Führe alle Zeilen der folgenden Liste auf, in denen das Wort „concrete“ vorkommt, und übernimm jede davon wortgetreu.

* [ÜBUNGSMATERIAL]:
------------------------------------------------
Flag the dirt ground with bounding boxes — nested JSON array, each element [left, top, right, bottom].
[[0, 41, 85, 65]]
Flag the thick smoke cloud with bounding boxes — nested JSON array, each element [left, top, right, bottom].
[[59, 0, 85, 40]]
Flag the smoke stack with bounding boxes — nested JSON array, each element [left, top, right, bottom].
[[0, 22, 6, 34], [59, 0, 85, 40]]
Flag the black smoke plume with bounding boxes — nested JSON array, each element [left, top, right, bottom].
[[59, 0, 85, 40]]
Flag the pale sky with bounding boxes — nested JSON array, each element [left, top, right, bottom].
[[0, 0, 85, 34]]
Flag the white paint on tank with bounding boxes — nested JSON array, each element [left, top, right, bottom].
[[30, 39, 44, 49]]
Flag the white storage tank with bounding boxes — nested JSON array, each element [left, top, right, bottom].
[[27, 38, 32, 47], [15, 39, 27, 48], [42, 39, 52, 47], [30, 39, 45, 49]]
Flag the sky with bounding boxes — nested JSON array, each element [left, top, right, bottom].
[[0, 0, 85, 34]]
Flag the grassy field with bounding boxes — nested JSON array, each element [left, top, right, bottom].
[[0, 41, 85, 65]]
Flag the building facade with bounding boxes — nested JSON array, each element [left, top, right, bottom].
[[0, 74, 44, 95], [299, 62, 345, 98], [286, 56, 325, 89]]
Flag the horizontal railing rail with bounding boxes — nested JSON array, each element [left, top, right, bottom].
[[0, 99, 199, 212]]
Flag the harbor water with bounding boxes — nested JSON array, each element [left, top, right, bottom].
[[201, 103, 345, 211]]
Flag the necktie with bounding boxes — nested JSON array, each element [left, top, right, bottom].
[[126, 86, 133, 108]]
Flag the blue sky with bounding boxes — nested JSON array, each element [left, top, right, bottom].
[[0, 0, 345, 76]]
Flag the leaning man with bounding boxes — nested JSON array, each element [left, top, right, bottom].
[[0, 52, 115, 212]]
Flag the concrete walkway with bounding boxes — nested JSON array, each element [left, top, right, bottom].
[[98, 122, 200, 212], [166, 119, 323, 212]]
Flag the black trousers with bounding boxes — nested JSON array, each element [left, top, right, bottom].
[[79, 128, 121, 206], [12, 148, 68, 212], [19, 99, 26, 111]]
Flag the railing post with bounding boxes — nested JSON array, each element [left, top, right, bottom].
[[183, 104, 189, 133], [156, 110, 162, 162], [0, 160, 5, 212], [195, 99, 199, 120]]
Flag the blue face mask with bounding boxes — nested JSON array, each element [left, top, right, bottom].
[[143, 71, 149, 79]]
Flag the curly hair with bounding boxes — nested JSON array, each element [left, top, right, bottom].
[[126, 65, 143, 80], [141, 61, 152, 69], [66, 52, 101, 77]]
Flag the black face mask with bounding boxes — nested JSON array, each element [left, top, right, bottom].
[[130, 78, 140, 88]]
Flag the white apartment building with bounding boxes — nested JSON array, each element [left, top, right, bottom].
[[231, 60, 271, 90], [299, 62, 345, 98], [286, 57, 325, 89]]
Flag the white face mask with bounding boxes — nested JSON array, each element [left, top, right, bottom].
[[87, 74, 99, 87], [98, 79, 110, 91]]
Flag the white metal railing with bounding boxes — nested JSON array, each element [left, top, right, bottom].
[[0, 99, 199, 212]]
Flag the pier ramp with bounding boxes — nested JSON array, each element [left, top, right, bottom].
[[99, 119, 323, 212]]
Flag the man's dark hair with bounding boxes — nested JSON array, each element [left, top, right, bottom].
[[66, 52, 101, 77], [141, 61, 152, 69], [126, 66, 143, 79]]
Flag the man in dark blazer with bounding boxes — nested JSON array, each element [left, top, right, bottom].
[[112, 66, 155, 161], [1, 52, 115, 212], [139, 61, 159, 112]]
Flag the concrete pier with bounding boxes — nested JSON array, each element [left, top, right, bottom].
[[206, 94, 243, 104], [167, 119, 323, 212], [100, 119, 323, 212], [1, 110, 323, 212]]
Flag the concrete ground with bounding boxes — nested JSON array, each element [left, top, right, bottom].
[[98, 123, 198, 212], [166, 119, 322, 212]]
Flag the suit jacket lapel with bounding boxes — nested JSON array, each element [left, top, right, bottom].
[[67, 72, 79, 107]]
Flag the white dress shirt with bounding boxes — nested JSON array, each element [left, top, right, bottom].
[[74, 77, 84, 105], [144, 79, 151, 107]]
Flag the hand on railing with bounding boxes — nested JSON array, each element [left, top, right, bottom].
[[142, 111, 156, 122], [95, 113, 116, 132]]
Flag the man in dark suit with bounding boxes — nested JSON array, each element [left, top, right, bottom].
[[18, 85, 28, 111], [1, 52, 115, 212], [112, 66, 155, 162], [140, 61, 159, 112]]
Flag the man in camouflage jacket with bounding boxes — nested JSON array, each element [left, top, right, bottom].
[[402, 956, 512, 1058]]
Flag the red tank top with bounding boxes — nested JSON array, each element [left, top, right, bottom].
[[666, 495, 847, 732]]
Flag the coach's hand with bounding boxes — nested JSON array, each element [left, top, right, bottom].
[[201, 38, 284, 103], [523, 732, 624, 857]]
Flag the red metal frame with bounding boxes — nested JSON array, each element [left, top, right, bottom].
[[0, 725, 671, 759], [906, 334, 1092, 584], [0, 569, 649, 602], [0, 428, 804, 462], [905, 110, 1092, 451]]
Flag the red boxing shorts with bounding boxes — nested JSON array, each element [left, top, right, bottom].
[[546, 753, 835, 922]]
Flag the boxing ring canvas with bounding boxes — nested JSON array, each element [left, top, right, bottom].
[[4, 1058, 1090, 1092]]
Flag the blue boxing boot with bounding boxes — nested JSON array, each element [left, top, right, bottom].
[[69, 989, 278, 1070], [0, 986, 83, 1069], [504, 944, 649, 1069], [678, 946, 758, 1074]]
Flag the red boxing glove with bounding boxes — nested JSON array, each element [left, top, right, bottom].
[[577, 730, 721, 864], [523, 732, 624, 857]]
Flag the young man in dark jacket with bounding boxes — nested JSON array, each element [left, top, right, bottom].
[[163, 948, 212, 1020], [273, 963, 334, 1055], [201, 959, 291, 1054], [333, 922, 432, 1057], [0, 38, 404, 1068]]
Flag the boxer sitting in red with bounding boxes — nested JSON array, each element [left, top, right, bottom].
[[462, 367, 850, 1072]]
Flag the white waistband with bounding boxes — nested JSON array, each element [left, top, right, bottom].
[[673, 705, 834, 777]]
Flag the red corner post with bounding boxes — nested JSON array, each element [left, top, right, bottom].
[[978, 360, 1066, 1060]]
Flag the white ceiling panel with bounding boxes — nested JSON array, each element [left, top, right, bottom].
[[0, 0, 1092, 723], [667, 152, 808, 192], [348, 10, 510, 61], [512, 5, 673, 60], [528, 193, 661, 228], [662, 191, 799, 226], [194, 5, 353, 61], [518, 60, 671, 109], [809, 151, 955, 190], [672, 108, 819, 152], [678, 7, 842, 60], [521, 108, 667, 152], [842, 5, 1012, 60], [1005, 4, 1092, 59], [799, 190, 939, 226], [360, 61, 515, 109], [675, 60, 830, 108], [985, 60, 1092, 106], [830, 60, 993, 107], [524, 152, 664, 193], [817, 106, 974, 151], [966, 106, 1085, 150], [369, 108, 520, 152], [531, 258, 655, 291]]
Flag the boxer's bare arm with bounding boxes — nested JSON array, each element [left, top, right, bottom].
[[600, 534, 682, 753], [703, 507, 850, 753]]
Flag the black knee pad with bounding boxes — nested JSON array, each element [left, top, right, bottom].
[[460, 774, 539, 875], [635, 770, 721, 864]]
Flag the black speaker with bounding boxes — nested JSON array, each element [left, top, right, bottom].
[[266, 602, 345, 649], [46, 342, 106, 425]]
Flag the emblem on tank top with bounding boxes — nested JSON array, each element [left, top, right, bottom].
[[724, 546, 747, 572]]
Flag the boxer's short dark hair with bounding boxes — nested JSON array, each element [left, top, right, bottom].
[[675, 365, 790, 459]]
------------------------------------------------
* [ERGEBNIS DER AUFGABE]:
Flag the concrete walkway with bounding boxes — nested JSON array, each element [left, top, right, bottom].
Flag the concrete pier with bounding boxes — nested JSON array, each element [left, top, right, bottom].
Flag the concrete ground with bounding boxes — nested JSON array, each element [left, top, right, bottom].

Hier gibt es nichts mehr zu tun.